----- Provided entries -----

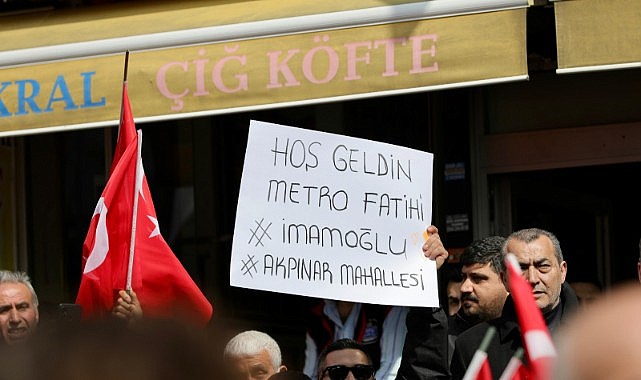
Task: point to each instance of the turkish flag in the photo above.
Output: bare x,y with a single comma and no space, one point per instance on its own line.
163,286
537,342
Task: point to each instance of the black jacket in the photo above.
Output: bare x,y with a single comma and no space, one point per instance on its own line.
508,335
425,352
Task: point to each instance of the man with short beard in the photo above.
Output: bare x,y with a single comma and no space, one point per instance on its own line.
425,353
18,307
483,291
539,254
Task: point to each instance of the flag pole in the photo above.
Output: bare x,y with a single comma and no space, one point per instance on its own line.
124,85
134,214
480,355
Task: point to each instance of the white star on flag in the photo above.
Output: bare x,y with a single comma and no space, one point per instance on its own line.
156,230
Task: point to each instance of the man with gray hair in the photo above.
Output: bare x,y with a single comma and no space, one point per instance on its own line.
18,307
252,355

-----

§ Exercise
Skipping the pictures, transcribe each line above exactly as it appears.

§ Your solution
Task: point to each instance of the turkish flag in the photo above.
Output: bare x,y with a single comma and no space, one point per instance on its own line.
163,286
537,342
Task: point to each instance of the black jacket in the photo above.
Output: bare x,y with a single comma and no space, one point per instance on its own line.
508,335
425,352
Task: point to each instance of the man with short beard in the photo above.
Output: bare x,y with a single comma and no space, one point per instance on its own line.
425,353
18,307
483,291
539,254
Task: point to each instance of the flag pole in the photo above.
Output: bare x,y with a single comma and no space, one point per instance on its own line.
124,85
134,214
480,355
Task: point to each instance of the white star on flag in the photo above.
Output: bare x,y with a single comma and no space, one point per instance on its own line.
156,230
Task: point to each instance of the man with gray hair in the photo above.
Output: bare x,y with a single comma and no space, one point per instance on its own line.
18,307
252,355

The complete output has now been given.